** Start of PASSAGE TO READ **

According to the group, X has placed ads on several high-profile accounts next to posts from a pro-Hitler account, Holocaust deniers, a leading white-nationalist group, a group that advocates the killing of LGBTQ advocates and politicians, a neo-Nazi group, a pro-Hitler and Holocaust denier account, and a group spreading antisemitic conspiracy theories about 9/11.
In a Thursday afternoon post, Yaccarino vehemently denied the antisemitism charge, or that any purposeful discrimination was rampant on X .
“X’s point of view has always been very clear that discrimination by everyone should STOP across the board — I think that’s something we can and should all agree on. When it comes to this platform — X has also been extremely clear about our efforts to combat antisemitism and discrimination. There’s no place for it anywhere in the world — it’s ugly and wrong. Full stop,” she posted.
An unnamed X executive told Axios that X “did a sweep on the accounts that Media Matters found and they will [no] longer be monetizable.”
The same executive denied that X was placing ads next to any group on purpose: “The X system is not intentionally placing a brand actively next to this type of content, nor is a brand actively trying to support this type of content with an ad placement.”
As for Musk, he promised to not sit back and allow X to be destroyed by the corporate ad pullout, and that Media Matters and any others who have worked to push the boycott are in for a legal battle.
“The split second court opens on Monday, X Corp will be filing a thermonuclear lawsuit against Media Matters and ALL those who colluded in this fraudulent attack on our company,” he posted.
Accompanying the Musk post was an X company blog post that appeared to claim that the Media Matters story was an attempt to quell free speech:
“This week Media Matters for America posted a story that completely misrepresented the real user experience on X, in another attempt to undermine freedom of speech and mislead advertisers.”
The X Safety department claimed, “To manipulate the public and advertisers, Media Matters created an alternate account and curated the posts and advertising appearing on the account’s timeline to misinform advertisers about the placement of their posts. These contrived experiences could be applied to any platform.”
X accused Media Matters of even more chicanery, to the point of manipulating the platform in order to help create the unfriendly ad experience that it was complaining about:
Once they curated their feed, they repeatedly refreshed their timelines to find a rare instance of ads serving next to the content they chose to follow. Our logs indicate that they forced a scenario resulting in 13 times the number of ads served compared to the median ads served to an X user.
X also pointed out that many of the unfavorable ad placements were not organic, but had been deliberately created by Media Matters themselves. “Of the 5.5 billion ad impressions on X that day, less than 50 total ad impressions were served against all of the organic content featured in the Media Matters article,” X Safety reported.
IBM spoke for the boycotters in a statement: “IBM has zero tolerance for hate speech and discrimination and we have immediately suspended all advertising on X while we investigate this entirely unacceptable situation.”
GOP presidential hopeful Vivek Ramaswamy accused the corporations that have pulled advertising from X of cowardice.
“The advertisers sanctimoniously ‘pausing their ad spending on X’ are cowards,” Ramaswamy posted on X. “And yes, it is different from when individual consumers choose not to buy Bud Light. It’s one thing if you want to use your own money to signal your own personal values. It’s quite another to use corporate $$ to engage in personal virtue-signaling which is what these executives are doing. Even worse when it’s based on false pretenses & intentional distortions of Elon’s comments.”

** End of PASSAGE TO READ **

__PROBLEM__:
Update the passage from the article on X's advertiser boycott, starting at "IBM spoke for" and ending at "X of cowardice.", and replace "cowardice" with "timidity".

** Start of EXTRACTED INFORMATION **

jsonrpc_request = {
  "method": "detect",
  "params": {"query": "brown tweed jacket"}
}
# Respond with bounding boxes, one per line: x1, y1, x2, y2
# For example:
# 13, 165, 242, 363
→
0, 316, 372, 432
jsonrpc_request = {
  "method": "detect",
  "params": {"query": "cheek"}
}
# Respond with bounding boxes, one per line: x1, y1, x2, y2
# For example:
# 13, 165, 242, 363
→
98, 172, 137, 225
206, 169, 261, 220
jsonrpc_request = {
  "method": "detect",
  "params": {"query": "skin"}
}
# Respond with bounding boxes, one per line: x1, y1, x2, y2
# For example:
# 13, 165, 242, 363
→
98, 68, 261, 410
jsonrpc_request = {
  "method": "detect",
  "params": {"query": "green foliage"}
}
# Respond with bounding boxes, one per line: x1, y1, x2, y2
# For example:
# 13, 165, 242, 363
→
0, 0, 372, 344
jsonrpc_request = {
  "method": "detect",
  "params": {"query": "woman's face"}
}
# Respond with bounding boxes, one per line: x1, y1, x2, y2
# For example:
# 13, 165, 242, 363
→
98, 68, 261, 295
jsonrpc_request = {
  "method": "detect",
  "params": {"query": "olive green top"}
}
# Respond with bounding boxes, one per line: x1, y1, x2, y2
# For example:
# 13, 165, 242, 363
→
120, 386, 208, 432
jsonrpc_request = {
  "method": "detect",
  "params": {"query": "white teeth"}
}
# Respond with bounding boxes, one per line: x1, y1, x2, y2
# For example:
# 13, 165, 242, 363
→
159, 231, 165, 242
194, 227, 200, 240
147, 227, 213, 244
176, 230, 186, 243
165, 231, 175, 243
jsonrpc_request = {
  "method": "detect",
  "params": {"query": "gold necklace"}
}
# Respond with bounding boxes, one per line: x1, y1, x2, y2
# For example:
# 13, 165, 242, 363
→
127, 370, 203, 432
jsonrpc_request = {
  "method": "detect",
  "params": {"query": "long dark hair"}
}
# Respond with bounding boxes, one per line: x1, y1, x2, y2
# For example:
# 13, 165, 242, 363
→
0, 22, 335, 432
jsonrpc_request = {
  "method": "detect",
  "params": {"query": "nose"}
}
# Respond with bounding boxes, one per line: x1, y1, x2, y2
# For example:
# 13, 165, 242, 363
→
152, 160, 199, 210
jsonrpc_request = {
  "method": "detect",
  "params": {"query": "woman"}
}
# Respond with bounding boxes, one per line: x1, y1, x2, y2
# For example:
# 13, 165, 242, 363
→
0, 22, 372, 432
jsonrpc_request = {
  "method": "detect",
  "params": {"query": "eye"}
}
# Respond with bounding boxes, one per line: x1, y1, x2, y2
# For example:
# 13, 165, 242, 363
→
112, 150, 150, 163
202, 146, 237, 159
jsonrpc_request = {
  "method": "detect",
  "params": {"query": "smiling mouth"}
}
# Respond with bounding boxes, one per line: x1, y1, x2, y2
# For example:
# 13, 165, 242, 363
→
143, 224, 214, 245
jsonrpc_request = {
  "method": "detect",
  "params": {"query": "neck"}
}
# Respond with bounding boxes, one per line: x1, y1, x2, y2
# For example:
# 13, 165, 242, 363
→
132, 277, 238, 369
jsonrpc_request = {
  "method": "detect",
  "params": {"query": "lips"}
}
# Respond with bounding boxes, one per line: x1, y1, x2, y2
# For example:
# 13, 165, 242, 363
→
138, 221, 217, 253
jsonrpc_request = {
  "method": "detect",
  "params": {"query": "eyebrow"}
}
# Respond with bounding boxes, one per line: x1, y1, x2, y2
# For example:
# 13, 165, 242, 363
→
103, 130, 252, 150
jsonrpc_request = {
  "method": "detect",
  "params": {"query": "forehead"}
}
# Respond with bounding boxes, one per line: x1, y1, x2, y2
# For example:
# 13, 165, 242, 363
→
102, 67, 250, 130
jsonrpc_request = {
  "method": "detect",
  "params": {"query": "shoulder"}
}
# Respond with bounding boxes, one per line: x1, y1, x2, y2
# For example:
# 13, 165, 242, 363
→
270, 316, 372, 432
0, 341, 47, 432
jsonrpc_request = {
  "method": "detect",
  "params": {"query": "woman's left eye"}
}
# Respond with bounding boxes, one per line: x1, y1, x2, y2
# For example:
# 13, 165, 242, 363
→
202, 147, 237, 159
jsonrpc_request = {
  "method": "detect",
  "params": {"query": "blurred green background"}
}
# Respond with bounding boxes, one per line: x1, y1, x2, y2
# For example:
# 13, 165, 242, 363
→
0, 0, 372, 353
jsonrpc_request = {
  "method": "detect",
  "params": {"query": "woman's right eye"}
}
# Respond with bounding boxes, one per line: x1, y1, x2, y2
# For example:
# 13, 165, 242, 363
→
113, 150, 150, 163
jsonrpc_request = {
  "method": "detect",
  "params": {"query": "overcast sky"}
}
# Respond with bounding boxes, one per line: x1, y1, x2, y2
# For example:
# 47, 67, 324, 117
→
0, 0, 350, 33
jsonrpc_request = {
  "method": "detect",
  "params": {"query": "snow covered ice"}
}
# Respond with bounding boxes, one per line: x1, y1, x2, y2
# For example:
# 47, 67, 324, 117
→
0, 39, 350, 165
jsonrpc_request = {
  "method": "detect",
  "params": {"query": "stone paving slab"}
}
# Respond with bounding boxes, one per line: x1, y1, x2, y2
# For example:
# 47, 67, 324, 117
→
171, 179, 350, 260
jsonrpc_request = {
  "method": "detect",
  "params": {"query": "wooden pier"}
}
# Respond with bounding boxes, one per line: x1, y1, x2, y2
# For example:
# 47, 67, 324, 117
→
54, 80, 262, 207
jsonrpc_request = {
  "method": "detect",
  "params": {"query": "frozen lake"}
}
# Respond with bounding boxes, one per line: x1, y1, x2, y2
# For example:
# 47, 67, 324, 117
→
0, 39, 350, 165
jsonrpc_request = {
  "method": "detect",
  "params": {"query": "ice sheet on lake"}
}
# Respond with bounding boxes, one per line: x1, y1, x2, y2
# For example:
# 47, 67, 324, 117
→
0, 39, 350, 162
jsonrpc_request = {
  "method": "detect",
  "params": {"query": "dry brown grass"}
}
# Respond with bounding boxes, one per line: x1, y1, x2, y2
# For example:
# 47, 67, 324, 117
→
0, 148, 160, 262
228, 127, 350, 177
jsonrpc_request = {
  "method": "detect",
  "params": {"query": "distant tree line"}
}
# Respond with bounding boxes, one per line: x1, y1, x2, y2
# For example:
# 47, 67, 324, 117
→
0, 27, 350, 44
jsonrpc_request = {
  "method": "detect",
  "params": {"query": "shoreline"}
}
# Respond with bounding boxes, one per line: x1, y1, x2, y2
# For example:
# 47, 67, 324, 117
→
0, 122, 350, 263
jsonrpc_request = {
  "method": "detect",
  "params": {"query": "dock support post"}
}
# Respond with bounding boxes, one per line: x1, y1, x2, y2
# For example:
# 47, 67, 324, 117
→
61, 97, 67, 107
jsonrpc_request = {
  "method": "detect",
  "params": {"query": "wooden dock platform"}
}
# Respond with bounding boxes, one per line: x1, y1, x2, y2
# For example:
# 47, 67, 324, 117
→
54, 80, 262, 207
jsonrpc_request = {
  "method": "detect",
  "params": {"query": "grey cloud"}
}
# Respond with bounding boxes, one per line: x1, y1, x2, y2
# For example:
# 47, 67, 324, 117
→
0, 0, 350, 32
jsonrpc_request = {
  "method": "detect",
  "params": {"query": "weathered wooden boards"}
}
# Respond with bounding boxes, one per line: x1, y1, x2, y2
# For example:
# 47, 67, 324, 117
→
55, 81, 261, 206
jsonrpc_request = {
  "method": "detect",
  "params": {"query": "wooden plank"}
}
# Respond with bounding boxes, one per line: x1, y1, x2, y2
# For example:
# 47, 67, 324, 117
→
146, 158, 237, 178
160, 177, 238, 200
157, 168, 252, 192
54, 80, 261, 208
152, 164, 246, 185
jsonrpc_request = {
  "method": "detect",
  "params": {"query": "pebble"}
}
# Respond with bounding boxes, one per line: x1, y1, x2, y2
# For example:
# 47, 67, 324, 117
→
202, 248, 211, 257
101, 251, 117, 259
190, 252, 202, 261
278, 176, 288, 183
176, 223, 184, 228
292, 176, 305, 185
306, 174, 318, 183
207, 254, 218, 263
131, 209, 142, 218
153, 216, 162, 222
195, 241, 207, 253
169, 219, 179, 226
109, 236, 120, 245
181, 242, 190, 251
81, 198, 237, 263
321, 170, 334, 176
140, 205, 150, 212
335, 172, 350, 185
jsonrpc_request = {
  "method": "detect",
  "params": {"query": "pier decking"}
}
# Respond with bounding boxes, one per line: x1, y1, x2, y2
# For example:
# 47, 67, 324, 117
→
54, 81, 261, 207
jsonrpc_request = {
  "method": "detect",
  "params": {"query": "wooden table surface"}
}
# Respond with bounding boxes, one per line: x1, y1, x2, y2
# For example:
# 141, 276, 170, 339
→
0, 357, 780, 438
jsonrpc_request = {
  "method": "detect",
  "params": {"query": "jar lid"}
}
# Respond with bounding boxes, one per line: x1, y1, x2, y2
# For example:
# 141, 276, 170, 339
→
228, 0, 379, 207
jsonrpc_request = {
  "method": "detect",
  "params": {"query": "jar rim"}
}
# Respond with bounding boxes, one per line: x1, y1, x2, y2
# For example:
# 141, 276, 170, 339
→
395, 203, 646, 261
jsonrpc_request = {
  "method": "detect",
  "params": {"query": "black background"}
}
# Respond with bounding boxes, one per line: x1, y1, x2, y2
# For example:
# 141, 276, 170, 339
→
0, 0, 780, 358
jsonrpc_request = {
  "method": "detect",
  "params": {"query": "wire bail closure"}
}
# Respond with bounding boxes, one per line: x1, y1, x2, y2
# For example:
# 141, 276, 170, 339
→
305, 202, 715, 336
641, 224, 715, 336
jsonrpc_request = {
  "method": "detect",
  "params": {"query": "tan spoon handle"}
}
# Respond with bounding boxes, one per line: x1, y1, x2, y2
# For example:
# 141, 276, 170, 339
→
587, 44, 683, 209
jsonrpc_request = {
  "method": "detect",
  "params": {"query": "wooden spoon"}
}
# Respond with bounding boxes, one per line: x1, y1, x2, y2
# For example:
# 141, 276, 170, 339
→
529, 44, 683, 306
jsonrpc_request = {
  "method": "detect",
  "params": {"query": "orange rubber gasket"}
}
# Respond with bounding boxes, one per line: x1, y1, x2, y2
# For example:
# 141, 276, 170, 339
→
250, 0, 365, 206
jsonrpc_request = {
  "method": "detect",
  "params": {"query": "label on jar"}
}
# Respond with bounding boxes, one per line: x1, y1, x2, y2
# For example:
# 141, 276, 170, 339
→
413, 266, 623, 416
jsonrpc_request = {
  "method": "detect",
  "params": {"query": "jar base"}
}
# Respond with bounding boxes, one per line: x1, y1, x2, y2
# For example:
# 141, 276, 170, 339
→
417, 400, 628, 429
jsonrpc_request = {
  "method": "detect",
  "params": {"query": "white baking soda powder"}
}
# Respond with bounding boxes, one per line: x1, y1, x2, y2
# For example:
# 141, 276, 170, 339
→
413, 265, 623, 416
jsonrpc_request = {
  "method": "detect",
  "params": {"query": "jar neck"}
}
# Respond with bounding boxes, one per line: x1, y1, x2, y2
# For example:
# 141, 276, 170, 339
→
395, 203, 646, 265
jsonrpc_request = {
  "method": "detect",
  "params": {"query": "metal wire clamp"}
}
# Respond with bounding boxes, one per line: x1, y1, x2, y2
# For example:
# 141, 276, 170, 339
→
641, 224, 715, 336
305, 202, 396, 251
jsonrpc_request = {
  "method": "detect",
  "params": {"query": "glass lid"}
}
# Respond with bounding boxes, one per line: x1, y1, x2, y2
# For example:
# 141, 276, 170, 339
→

** End of EXTRACTED INFORMATION **

__ANSWER__:
IBM spoke for the boycotters in a statement: “IBM has zero tolerance for hate speech and discrimination and we have immediately suspended all advertising on X while we investigate this entirely unacceptable situation.”
GOP presidential hopeful Vivek Ramaswamy accused the corporations that have pulled advertising from X of timidity.